- TASK TO CARRY OUT
Convert the stretch of entries from their start through the line containing "265 184 L 266", both ends included, into a two-column CSV with the columns request and answer, one row per entry, with each field in double quotes and line breaks replaced by spaces. Leave the picture out and give only the rows for that stretch.

- EXTRACTED DATA
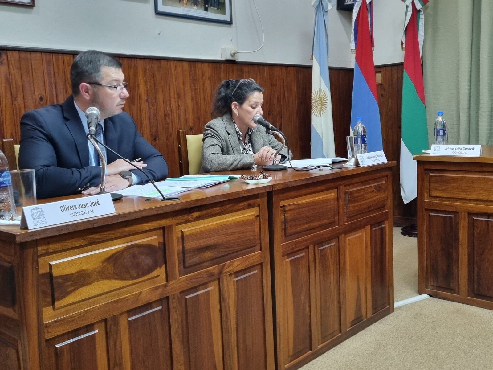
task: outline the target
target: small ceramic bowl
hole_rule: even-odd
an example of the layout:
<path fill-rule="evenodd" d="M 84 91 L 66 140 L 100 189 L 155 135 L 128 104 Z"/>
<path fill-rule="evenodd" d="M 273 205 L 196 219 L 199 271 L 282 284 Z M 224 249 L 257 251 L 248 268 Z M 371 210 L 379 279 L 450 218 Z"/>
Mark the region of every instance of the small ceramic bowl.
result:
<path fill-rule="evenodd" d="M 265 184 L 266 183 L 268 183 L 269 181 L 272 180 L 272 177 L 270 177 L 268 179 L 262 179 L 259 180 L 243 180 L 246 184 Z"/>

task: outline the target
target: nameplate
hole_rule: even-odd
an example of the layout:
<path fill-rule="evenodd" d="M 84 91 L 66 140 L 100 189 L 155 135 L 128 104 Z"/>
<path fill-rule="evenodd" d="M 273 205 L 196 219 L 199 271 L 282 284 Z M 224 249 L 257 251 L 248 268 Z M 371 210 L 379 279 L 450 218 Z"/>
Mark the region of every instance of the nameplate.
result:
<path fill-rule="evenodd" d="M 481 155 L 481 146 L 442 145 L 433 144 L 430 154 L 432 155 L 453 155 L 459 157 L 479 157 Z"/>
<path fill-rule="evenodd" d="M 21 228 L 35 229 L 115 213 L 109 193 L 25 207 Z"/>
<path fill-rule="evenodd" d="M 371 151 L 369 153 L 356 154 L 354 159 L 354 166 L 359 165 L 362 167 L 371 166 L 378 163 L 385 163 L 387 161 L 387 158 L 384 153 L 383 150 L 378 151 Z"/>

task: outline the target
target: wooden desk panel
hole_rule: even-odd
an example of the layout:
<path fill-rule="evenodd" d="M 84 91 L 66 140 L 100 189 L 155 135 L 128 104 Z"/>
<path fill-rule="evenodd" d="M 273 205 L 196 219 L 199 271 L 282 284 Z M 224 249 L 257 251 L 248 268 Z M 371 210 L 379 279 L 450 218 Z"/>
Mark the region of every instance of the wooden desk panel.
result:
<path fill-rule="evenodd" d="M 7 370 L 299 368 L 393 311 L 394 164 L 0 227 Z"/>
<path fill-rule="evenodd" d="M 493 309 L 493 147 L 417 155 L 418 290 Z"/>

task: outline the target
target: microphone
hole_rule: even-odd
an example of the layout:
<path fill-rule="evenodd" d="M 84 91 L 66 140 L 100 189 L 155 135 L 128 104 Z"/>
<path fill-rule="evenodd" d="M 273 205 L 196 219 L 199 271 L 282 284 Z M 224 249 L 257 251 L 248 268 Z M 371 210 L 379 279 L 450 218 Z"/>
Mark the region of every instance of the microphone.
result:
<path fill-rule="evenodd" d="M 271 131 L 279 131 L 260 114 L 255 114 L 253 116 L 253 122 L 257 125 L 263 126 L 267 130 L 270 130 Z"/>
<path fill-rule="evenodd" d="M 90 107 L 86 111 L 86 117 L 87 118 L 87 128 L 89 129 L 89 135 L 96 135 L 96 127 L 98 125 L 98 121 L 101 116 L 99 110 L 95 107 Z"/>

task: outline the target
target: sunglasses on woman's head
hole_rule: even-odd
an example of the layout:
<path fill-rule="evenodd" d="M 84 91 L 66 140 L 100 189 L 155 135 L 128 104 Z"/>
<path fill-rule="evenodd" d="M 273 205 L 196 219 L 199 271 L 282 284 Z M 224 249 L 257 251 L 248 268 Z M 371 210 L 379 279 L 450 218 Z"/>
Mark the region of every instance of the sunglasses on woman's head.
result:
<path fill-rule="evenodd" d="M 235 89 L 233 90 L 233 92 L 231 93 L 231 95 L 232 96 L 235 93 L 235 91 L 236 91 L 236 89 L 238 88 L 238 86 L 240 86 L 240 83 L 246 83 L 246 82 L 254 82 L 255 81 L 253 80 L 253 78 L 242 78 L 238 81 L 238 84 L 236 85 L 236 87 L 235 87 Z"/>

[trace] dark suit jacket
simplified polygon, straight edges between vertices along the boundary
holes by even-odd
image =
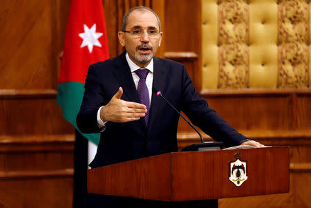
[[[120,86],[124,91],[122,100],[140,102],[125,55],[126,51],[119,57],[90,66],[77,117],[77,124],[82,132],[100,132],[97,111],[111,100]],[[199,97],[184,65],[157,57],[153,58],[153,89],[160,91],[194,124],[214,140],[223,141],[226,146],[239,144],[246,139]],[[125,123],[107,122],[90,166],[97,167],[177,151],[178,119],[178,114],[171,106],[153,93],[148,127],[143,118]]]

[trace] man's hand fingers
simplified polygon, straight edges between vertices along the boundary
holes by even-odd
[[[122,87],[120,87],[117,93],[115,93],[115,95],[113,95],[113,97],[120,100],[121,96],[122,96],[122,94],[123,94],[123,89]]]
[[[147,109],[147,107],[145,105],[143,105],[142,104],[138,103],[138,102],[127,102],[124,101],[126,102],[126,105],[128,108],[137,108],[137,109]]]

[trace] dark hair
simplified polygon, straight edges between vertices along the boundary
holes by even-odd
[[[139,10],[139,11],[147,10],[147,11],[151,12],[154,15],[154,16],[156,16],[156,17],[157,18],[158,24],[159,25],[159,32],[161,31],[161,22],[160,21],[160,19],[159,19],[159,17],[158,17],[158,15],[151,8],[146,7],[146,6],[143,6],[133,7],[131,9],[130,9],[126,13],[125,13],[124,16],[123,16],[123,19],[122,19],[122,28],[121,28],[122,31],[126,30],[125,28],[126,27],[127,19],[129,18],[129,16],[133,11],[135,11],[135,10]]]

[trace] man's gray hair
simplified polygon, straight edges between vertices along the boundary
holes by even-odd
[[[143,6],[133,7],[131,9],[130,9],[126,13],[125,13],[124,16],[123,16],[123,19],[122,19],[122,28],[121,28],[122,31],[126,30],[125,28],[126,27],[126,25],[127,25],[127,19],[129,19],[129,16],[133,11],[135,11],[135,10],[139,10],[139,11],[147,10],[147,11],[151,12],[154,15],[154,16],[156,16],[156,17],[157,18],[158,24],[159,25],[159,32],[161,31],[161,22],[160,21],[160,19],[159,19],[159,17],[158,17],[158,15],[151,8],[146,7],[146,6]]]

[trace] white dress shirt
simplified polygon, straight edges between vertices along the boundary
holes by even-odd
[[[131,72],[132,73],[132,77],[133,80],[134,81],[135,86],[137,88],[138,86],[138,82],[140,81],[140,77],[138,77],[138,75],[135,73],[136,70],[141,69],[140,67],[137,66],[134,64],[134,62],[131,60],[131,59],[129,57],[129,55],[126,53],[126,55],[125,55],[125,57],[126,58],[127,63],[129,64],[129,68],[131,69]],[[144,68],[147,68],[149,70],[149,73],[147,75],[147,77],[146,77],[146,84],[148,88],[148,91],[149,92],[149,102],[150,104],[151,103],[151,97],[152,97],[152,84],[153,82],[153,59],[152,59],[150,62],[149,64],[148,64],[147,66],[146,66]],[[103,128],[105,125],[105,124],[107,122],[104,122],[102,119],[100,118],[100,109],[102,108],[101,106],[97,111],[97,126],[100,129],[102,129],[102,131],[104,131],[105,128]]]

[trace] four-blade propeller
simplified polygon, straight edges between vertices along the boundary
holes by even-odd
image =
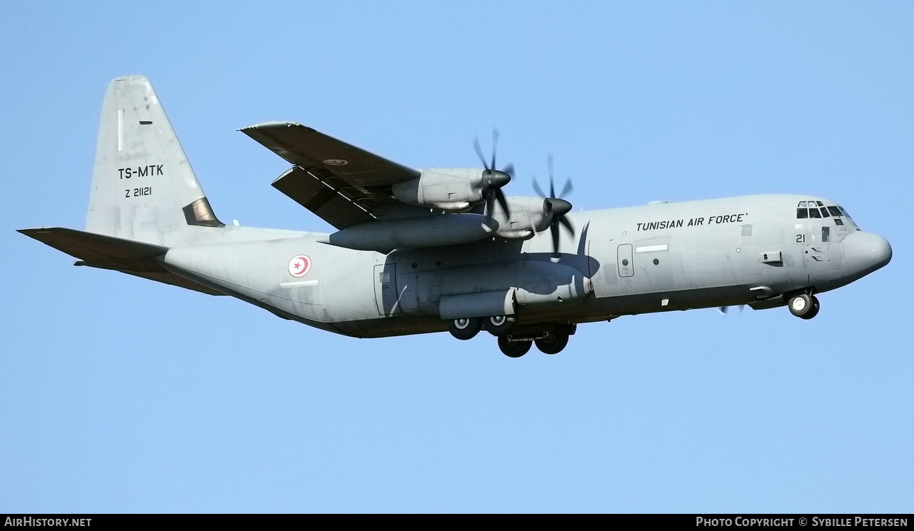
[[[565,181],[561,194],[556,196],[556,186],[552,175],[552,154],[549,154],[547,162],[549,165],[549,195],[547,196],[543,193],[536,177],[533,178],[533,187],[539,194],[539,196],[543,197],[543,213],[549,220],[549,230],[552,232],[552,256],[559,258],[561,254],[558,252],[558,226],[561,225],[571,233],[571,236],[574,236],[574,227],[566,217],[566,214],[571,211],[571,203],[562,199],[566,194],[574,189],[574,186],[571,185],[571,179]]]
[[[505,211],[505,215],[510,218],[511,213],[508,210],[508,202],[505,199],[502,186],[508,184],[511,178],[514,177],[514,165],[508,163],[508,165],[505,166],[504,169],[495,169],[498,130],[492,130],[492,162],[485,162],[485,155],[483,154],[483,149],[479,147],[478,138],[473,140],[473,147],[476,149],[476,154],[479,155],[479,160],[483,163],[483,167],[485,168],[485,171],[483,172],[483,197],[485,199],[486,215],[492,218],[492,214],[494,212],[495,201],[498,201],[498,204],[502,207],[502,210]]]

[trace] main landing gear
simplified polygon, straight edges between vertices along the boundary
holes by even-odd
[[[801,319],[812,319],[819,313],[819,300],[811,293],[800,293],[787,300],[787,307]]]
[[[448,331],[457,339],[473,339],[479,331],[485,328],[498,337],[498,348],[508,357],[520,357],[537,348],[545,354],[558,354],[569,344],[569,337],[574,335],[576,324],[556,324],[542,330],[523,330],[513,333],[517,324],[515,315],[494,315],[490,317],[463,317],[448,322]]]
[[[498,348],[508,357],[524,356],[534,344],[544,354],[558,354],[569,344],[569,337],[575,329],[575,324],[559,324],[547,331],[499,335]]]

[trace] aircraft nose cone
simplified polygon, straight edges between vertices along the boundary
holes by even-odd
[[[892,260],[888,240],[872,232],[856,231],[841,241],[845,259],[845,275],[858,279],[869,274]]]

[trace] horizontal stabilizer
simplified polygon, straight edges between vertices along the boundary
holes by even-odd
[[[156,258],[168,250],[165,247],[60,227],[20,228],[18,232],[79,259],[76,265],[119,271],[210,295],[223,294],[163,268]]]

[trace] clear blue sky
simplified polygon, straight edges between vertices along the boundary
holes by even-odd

- FINAL RESULT
request,answer
"task: outline the target target: small ceramic bowl hole_rule: even-odd an example of the layout: <path fill-rule=""evenodd"" d=""M 84 91 L 66 140 L 100 189 L 155 135 L 128 104 Z""/> <path fill-rule=""evenodd"" d=""M 273 205 L 196 219 L 199 271 L 282 284 Z M 224 249 L 257 251 L 248 268 Z M 371 210 L 379 279 L 450 218 Z""/> Mark the region of every instance of the small ceramic bowl. result:","<path fill-rule=""evenodd"" d=""M 265 184 L 266 183 L 268 183 L 269 181 L 272 180 L 272 177 L 270 177 L 268 179 L 262 179 L 259 180 L 243 180 L 246 184 Z""/>"